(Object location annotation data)
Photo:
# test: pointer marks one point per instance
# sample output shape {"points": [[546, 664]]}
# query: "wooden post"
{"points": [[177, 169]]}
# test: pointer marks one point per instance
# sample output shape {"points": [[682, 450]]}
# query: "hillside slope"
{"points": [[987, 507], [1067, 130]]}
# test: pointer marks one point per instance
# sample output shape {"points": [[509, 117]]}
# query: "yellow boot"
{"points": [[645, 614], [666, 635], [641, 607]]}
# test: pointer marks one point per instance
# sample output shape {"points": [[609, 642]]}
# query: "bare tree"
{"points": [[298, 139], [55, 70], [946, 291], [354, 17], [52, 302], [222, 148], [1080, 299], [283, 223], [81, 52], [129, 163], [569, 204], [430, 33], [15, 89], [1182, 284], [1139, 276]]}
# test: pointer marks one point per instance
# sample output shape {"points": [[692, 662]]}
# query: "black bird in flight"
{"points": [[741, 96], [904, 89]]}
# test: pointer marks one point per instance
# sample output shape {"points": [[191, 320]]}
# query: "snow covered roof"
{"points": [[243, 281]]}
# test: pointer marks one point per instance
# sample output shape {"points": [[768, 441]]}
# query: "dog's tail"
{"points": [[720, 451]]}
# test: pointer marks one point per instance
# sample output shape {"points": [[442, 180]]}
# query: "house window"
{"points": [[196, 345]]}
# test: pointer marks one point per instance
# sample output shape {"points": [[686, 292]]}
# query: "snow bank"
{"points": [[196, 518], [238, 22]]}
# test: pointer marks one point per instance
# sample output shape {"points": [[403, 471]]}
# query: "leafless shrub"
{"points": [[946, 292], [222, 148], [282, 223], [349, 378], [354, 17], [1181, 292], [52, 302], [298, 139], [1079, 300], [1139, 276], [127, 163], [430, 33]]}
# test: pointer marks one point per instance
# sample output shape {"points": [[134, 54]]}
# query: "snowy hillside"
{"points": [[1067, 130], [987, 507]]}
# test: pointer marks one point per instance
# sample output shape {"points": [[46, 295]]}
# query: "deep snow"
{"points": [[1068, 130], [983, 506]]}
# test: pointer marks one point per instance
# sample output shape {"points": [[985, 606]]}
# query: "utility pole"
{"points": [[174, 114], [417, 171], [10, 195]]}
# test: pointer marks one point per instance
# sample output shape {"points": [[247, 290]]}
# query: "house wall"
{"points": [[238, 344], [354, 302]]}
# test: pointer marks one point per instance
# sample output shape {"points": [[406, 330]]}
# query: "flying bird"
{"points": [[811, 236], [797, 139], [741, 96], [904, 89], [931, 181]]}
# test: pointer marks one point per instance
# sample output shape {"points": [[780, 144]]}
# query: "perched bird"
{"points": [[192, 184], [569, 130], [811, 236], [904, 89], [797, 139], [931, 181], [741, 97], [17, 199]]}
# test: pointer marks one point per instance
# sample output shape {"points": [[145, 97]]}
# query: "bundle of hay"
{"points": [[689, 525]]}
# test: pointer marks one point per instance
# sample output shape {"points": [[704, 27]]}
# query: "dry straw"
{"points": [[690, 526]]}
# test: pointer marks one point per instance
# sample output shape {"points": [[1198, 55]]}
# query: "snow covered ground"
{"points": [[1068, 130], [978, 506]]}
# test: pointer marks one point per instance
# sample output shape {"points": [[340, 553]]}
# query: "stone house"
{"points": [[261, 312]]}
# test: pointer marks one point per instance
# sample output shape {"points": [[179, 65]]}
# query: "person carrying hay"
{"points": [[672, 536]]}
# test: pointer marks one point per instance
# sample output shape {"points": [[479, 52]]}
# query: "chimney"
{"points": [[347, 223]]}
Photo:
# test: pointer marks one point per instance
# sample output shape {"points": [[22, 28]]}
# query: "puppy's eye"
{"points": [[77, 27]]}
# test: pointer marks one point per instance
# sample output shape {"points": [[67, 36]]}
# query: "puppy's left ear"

**WHAT THE EXERCISE ASKS**
Write down all the entries again without a single difference.

**RESPONSE**
Photo:
# test: pointer marks one point per instance
# sample output shape {"points": [[546, 664]]}
# query: "wooden post"
{"points": [[177, 169]]}
# test: pointer marks one point per instance
# sample output shape {"points": [[682, 450]]}
# query: "hillside slope"
{"points": [[987, 507], [1067, 130]]}
# test: pointer marks one point per instance
# sample output shape {"points": [[509, 117]]}
# query: "yellow boot"
{"points": [[645, 614], [666, 635], [641, 607]]}
# test: pointer marks one point per instance
# sample output shape {"points": [[609, 642]]}
# query: "bare tree"
{"points": [[298, 139], [55, 70], [946, 291], [354, 17], [52, 302], [222, 148], [1080, 299], [283, 223], [81, 52], [129, 163], [569, 204], [430, 33], [15, 89], [1182, 284], [1139, 276]]}
# test: pointer marks one point per instance
# sample output shape {"points": [[692, 662]]}
# query: "black bird in flight"
{"points": [[741, 96], [904, 89]]}
# test: pointer marks one point per instance
# sample output shape {"points": [[191, 320]]}
# query: "snow covered roof"
{"points": [[243, 281]]}
# test: pointer marks one point per instance
# sample output shape {"points": [[768, 441]]}
# query: "dog's tail"
{"points": [[720, 451]]}
# test: pointer marks one point per instance
# sample output shape {"points": [[442, 180]]}
# query: "house window"
{"points": [[196, 345]]}
# test: pointer marks one point per instance
# sample output shape {"points": [[686, 292]]}
# query: "snow bank"
{"points": [[196, 518], [238, 22]]}
# test: pointer marks one point per instance
# sample output shape {"points": [[403, 471]]}
# query: "leafless shrub"
{"points": [[946, 292], [222, 148], [282, 223], [349, 378], [354, 17], [1181, 292], [52, 302], [298, 139], [1079, 300], [1139, 276], [127, 163], [430, 33]]}
# test: pointer marks one point per instance
# sample output shape {"points": [[134, 54]]}
# query: "snowy hillside"
{"points": [[1067, 130], [987, 507]]}
# test: pointer marks one point per instance
# sample output shape {"points": [[46, 295]]}
# query: "deep snow"
{"points": [[1068, 130], [983, 506]]}
# test: pointer marks one point per instance
# sample output shape {"points": [[985, 606]]}
# query: "utility pole"
{"points": [[174, 114], [417, 171], [10, 195]]}
# test: pointer marks one point per instance
# sample output shape {"points": [[247, 290]]}
# query: "house wall"
{"points": [[238, 344], [354, 302]]}
# test: pointer marks one point per instance
# sample output shape {"points": [[406, 330]]}
# query: "flying bird"
{"points": [[811, 236], [797, 139], [741, 96], [904, 89], [931, 181]]}
# test: pointer marks one point per instance
# sample output shape {"points": [[780, 144]]}
# query: "perched bird"
{"points": [[192, 184], [569, 130], [811, 236], [904, 89], [797, 139], [931, 181], [741, 97], [17, 199]]}
# test: pointer marks one point per instance
# sample output shape {"points": [[145, 97]]}
# query: "bundle of hay"
{"points": [[689, 525]]}
# test: pointer marks one point per instance
# sample output shape {"points": [[704, 27]]}
# query: "dry straw"
{"points": [[690, 526]]}
# test: pointer marks one point per instance
# sample output shape {"points": [[1198, 55]]}
# query: "snow covered ground"
{"points": [[1068, 130], [978, 506]]}
# test: pointer marks one point per instance
# sample output shape {"points": [[340, 553]]}
# query: "stone house"
{"points": [[261, 312]]}
# test: pointer marks one point per instance
# sample output shape {"points": [[179, 65]]}
# query: "person carrying hay"
{"points": [[672, 536]]}
# test: pointer marks one point per instance
# sample output shape {"points": [[479, 52]]}
# query: "chimney"
{"points": [[347, 223]]}
Photo:
# test: pointer marks one point per instance
# sample output shape {"points": [[22, 28]]}
# query: "puppy's eye"
{"points": [[77, 27]]}
# test: pointer marks one point per instance
# sample output shape {"points": [[67, 36]]}
# query: "puppy's left ear"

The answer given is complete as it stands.